#### [Job]
Restate all of the data exactly.

===== Provided material =====

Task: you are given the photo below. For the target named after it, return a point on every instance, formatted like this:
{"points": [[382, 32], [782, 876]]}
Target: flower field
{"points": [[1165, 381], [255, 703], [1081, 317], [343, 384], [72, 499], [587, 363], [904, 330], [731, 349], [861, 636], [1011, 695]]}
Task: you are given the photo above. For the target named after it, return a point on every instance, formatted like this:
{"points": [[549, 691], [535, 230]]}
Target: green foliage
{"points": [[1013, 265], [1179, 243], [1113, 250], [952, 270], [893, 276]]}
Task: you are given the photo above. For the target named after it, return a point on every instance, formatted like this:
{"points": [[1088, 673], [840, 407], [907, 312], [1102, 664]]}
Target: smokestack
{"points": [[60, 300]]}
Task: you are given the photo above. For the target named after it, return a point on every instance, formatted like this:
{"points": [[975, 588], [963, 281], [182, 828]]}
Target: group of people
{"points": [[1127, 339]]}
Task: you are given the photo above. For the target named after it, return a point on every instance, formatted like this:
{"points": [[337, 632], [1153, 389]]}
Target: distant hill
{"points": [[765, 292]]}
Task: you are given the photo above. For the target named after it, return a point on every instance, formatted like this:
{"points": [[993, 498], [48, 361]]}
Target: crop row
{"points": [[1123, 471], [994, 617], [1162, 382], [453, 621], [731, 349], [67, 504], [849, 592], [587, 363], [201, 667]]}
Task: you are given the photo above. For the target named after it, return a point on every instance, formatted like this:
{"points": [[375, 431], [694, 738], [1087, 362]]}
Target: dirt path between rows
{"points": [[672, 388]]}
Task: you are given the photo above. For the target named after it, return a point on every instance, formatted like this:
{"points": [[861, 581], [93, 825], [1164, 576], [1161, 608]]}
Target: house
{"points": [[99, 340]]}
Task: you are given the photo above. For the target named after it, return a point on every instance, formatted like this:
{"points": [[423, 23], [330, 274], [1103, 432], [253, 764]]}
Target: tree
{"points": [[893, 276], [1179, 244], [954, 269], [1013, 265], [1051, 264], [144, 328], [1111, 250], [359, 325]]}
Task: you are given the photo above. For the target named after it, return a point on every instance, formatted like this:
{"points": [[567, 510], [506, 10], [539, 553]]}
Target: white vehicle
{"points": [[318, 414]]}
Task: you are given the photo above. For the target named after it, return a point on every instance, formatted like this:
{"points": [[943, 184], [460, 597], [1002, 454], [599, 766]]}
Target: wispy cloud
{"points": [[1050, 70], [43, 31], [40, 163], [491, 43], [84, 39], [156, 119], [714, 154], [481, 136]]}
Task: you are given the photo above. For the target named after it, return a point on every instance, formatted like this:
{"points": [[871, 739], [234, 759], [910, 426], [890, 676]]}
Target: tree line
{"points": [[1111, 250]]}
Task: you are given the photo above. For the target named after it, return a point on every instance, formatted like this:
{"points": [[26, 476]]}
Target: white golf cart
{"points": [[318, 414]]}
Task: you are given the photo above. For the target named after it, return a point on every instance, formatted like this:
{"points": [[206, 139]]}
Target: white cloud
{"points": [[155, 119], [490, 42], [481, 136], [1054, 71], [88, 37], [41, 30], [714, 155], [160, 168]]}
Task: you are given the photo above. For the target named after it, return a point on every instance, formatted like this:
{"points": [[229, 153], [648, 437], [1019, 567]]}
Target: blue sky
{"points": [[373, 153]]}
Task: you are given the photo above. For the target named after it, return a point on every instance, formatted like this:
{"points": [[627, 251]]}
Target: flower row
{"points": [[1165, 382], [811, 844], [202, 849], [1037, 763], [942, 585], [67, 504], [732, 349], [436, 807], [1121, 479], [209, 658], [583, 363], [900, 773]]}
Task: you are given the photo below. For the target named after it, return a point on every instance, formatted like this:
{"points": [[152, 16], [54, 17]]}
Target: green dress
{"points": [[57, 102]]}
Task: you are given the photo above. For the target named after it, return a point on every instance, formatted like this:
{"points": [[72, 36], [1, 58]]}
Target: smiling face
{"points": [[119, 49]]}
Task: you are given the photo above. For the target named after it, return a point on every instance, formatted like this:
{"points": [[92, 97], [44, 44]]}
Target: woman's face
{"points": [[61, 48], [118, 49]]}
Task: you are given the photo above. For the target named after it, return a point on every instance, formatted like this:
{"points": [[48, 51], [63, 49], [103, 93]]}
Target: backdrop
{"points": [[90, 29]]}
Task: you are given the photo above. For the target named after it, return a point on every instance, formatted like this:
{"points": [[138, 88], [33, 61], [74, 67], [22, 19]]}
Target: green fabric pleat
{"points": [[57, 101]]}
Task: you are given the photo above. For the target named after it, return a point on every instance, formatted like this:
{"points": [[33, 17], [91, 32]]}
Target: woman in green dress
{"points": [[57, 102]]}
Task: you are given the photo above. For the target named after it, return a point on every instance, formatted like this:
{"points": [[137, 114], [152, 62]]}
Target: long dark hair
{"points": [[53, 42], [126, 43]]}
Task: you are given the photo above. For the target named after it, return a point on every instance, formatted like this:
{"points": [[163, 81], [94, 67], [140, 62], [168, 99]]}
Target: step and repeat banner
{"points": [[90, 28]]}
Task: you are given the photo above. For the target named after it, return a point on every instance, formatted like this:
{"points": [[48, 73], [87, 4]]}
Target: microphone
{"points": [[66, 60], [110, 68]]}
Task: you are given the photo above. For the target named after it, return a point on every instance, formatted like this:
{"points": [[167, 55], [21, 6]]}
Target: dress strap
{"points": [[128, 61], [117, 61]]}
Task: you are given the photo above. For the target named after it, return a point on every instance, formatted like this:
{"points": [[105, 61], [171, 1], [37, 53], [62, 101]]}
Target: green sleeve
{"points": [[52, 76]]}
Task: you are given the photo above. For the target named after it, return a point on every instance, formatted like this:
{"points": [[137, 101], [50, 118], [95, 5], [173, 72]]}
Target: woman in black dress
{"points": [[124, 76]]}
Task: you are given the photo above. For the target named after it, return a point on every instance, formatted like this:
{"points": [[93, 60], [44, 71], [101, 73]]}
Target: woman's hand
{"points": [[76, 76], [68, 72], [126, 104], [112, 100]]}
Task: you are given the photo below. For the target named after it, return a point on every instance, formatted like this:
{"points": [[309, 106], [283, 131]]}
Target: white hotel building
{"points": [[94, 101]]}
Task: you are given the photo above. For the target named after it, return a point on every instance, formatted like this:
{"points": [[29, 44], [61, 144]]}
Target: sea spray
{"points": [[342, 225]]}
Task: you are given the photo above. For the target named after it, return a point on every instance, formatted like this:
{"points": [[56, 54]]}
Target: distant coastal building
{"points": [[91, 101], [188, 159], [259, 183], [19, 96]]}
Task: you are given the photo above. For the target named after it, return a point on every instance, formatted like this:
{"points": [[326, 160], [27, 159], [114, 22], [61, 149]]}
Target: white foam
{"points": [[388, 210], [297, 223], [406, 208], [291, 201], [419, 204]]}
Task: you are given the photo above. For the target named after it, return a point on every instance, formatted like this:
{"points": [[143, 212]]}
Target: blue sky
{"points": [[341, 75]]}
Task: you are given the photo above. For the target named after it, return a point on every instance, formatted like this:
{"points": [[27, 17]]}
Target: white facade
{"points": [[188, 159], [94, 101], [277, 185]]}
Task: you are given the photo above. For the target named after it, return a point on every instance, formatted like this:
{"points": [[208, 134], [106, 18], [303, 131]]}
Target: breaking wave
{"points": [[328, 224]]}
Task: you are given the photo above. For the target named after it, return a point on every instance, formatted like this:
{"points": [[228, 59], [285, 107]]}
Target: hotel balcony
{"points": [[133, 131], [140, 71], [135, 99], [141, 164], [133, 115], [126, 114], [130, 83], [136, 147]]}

=====

#### [Exercise solution]
Task: you are given the photo below. For the target named after it, return a point on every instance, formatted like this:
{"points": [[382, 32], [782, 876]]}
Target: flower field
{"points": [[1165, 381], [255, 703], [1081, 317], [343, 384], [72, 499], [587, 363], [904, 330], [731, 349], [861, 636], [1011, 695]]}
Task: you are given the photo above. For the target named after it, return a point on every instance, formatted like this:
{"points": [[549, 691], [535, 230]]}
Target: green foliage
{"points": [[1013, 265], [1179, 243], [1113, 250], [952, 270], [893, 276]]}
Task: you are given the photo above. For the target named after it, return a point on every instance, formatted like this:
{"points": [[1088, 673], [840, 407], [907, 312], [1102, 664]]}
Target: smokestack
{"points": [[60, 300]]}
Task: you are given the photo above. For the target named after it, return a point on every instance, formatted like this:
{"points": [[975, 588], [963, 281], [182, 828]]}
Target: group of people
{"points": [[1127, 339]]}
Task: you are given the photo above. For the target named after it, return a point on every instance, formatted like this:
{"points": [[337, 632], [1153, 389]]}
Target: distant hill
{"points": [[765, 292]]}
Task: you are given the photo above. For the target named after it, return a point on every instance, formatted like this:
{"points": [[993, 498], [48, 361]]}
Target: crop row
{"points": [[1123, 471], [994, 617], [1162, 382], [453, 621], [731, 349], [67, 504], [849, 592], [587, 363], [201, 667]]}
Task: you are given the photo above. For the target named after it, return a point on every instance, formatted like this:
{"points": [[375, 431], [694, 738], [1087, 362]]}
Target: dirt path between rows
{"points": [[672, 388]]}
Task: you are given the photo above. For the target named after it, return a point on every instance, formatted like this:
{"points": [[861, 581], [93, 825], [1164, 576], [1161, 608]]}
Target: house
{"points": [[99, 340]]}
Task: you are given the photo above. For the target named after it, return a point on every instance, formatted like this:
{"points": [[423, 23], [330, 274], [1103, 432], [253, 764]]}
Target: tree
{"points": [[893, 276], [1179, 244], [954, 269], [1013, 265], [1051, 264], [144, 328], [1111, 250], [359, 325]]}
Task: you are given the photo above. For the target named after it, return a point on every instance, formatted like this:
{"points": [[567, 510], [506, 10], [539, 553]]}
Target: white vehicle
{"points": [[318, 414]]}
Task: you are given the photo above. For the target named after it, return a point on every instance, formatted like this:
{"points": [[943, 184], [460, 597], [1002, 454], [599, 766]]}
Target: wispy cloud
{"points": [[1050, 70], [43, 31], [40, 163], [491, 43], [84, 39], [156, 119], [714, 154], [481, 136]]}
Task: you are given the photo above. For the target named after it, return a point on every instance, formatted like this:
{"points": [[871, 739], [234, 759], [910, 426], [890, 676]]}
Target: tree line
{"points": [[1111, 250]]}
Task: you are given the photo above. For the target named after it, return a point on every instance, formatted like this:
{"points": [[26, 476]]}
Target: white golf cart
{"points": [[318, 414]]}
Task: you are given the photo above. For the target named after it, return a point on every instance, formatted like this:
{"points": [[206, 139]]}
Target: white cloud
{"points": [[155, 119], [490, 42], [481, 136], [1054, 71], [88, 37], [41, 30], [714, 155], [160, 168]]}
Task: you are given the photo above. For the target named after it, return a point on every instance, formatted like this:
{"points": [[229, 153], [648, 437], [1019, 567]]}
Target: blue sky
{"points": [[373, 153]]}
Task: you are given the photo above. For the target named after it, return a point on every instance, formatted like this:
{"points": [[627, 251]]}
Target: flower row
{"points": [[1165, 382], [811, 844], [202, 849], [1037, 763], [942, 585], [67, 504], [732, 349], [436, 807], [1121, 479], [209, 658], [583, 363], [900, 773]]}
Task: you are given the photo below. For the target named after it, return a point on every instance, formatted like this:
{"points": [[152, 16], [54, 17]]}
Target: green dress
{"points": [[57, 102]]}
Task: you are given the photo above. For the target named after it, return a point on every instance, formatted like this:
{"points": [[72, 36], [1, 58]]}
Target: smiling face
{"points": [[119, 49]]}
Task: you are given the photo above. For the target named after it, return a point on every instance, formatted like this:
{"points": [[92, 97], [44, 44]]}
Target: woman's face
{"points": [[61, 48], [118, 49]]}
Task: you are given the photo above. For the target named after it, return a point on every instance, formatted like this:
{"points": [[48, 51], [63, 49], [103, 93]]}
Target: backdrop
{"points": [[90, 29]]}
Task: you are given the photo above. For the target named after it, return a point on every instance, formatted like this:
{"points": [[138, 88], [33, 61], [74, 67], [22, 19]]}
Target: green fabric pleat
{"points": [[57, 101]]}
Task: you are given the photo above. For the target named after it, return a point on every instance, formatted like this:
{"points": [[33, 17], [91, 32]]}
Target: woman in green dress
{"points": [[57, 102]]}
Task: you are given the photo above. For the target named after it, return a point on every instance, formatted like this:
{"points": [[137, 114], [152, 62]]}
Target: long dark hair
{"points": [[53, 42], [126, 43]]}
Task: you are given the photo above. For the target named after it, return a point on every instance, formatted like this:
{"points": [[163, 81], [94, 67], [140, 62], [168, 99]]}
Target: step and repeat banner
{"points": [[90, 28]]}
Task: you are given the photo above. For the target named after it, return a point on every instance, formatted like this:
{"points": [[48, 73], [87, 4]]}
Target: microphone
{"points": [[66, 60], [110, 68]]}
Task: you are given the photo above. For the target named after it, return a point on every instance, formatted like this:
{"points": [[167, 55], [21, 6]]}
Target: dress strap
{"points": [[128, 61], [117, 61]]}
Task: you are given the photo above. For the target named after it, return a point on every instance, formatted like this:
{"points": [[105, 61], [171, 1], [37, 53], [62, 101]]}
Target: green sleeve
{"points": [[52, 76]]}
Task: you are given the photo above. For the target named after it, return a point on every instance, formatted like this:
{"points": [[137, 101], [50, 118], [95, 5], [173, 72]]}
Target: woman in black dress
{"points": [[124, 76]]}
Task: you are given the photo above. For the target named after it, return a point on every instance, formatted like this:
{"points": [[93, 60], [44, 71], [101, 73]]}
Target: woman's hand
{"points": [[76, 76], [68, 72], [126, 104], [112, 100]]}
Task: you are given the photo below. For the target named after it, return a point on every instance, formatted like this:
{"points": [[309, 106], [283, 131]]}
Target: white hotel building
{"points": [[94, 101]]}
Task: you are given the photo above. For the target named after it, return a point on every instance, formatted like this:
{"points": [[29, 44], [61, 144]]}
Target: sea spray
{"points": [[342, 225]]}
Task: you are given the photo above. For the target named after it, return a point on every instance, formatted like this:
{"points": [[56, 54]]}
Target: distant coastal building
{"points": [[91, 101], [188, 159], [259, 183], [19, 96]]}
Task: you are given the photo above. For the target named after it, return a point on every instance, formatted like this:
{"points": [[326, 160], [27, 159], [114, 22], [61, 149]]}
Target: white foam
{"points": [[388, 210], [297, 223], [406, 208], [291, 201], [419, 204]]}
Task: you are given the photo above. For the target named after it, return a point on every instance, formatted like this:
{"points": [[143, 212]]}
Target: blue sky
{"points": [[341, 75]]}
Task: you are given the photo above. For the target named after it, return a point on every instance, formatted like this:
{"points": [[27, 17]]}
Target: white facade
{"points": [[188, 159], [94, 101], [277, 185]]}
Task: you are given the photo above. For the target named after it, return a point on every instance, formatted like this:
{"points": [[208, 134], [106, 18], [303, 131]]}
Target: breaking wave
{"points": [[328, 224]]}
Task: you are given the photo above. For the target named after it, return a point on every instance, formatted like this:
{"points": [[228, 59], [285, 107]]}
Target: hotel balcony
{"points": [[133, 131], [140, 71], [135, 99], [141, 164], [133, 115], [126, 114], [130, 83], [136, 147]]}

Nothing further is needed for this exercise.